Task instructions = Reproduce the lines below word for word, leaving out the pictures.

+ + + + + + +

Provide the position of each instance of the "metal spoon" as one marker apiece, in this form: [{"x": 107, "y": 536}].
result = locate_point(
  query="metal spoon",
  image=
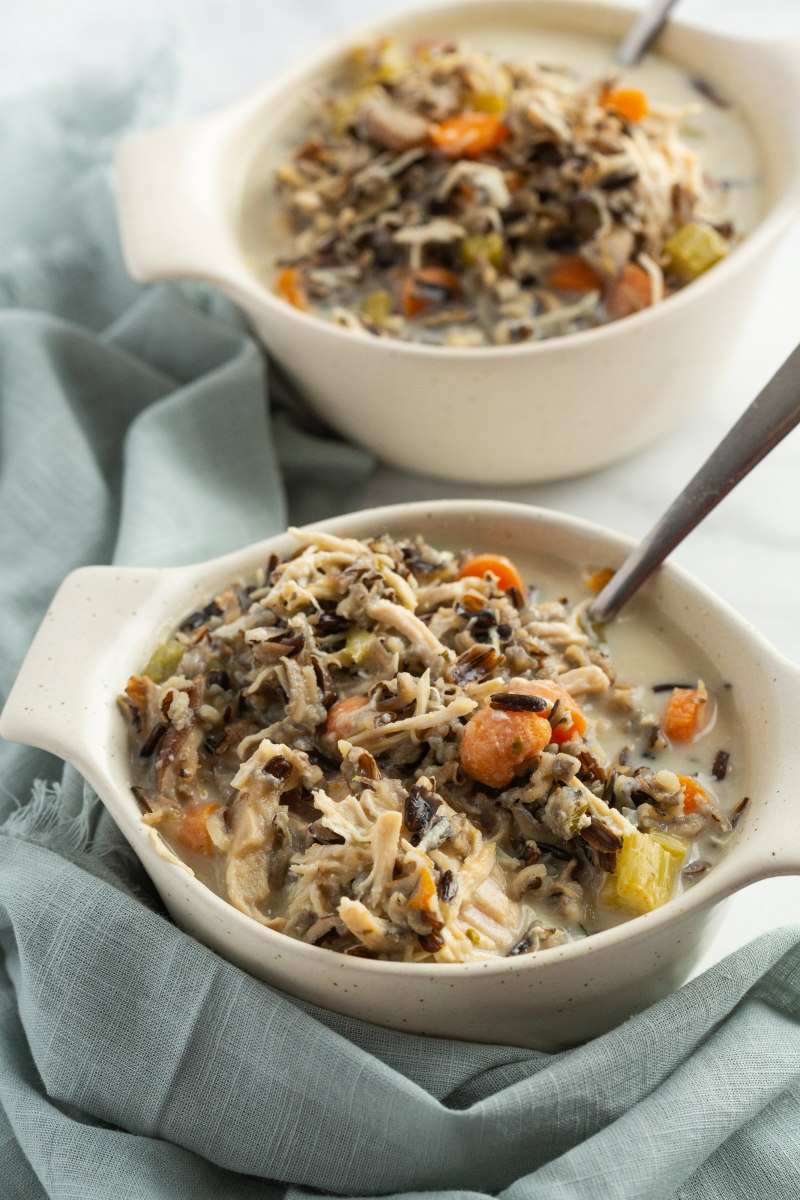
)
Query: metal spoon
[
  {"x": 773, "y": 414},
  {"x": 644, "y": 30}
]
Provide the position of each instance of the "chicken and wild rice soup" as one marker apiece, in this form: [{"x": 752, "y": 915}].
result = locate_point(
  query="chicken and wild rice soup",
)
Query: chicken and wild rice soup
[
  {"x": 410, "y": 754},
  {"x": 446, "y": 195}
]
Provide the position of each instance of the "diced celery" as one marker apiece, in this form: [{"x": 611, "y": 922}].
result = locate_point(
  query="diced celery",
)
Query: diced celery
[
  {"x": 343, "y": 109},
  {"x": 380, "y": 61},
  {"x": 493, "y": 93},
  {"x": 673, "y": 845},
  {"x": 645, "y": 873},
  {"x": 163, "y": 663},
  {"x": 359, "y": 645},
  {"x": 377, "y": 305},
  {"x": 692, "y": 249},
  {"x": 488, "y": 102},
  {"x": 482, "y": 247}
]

+ + + + + + +

Written solution =
Provide the position of each instance of the "metal spoon" as one marker apiece, in this form: [{"x": 107, "y": 536}].
result = locate_point(
  query="metal spoon",
  image=
)
Query: metal spoon
[
  {"x": 773, "y": 414},
  {"x": 644, "y": 30}
]
Provide the position of each instance of the "chicken and wild rice soup" as one marker apiece, in this form: [{"x": 752, "y": 915}].
result = locate_point(
  query="chicken and wild rice soup",
)
Query: chicken and wild rice soup
[
  {"x": 410, "y": 754},
  {"x": 446, "y": 195}
]
Provide the position of each instance of the "diced celery" as one marker apiece, in this form: [{"x": 611, "y": 922}].
result = locate_point(
  query="diced celery",
)
Query: diced celery
[
  {"x": 343, "y": 109},
  {"x": 380, "y": 61},
  {"x": 493, "y": 93},
  {"x": 673, "y": 845},
  {"x": 645, "y": 873},
  {"x": 163, "y": 663},
  {"x": 359, "y": 645},
  {"x": 377, "y": 305},
  {"x": 692, "y": 249},
  {"x": 488, "y": 102},
  {"x": 482, "y": 247}
]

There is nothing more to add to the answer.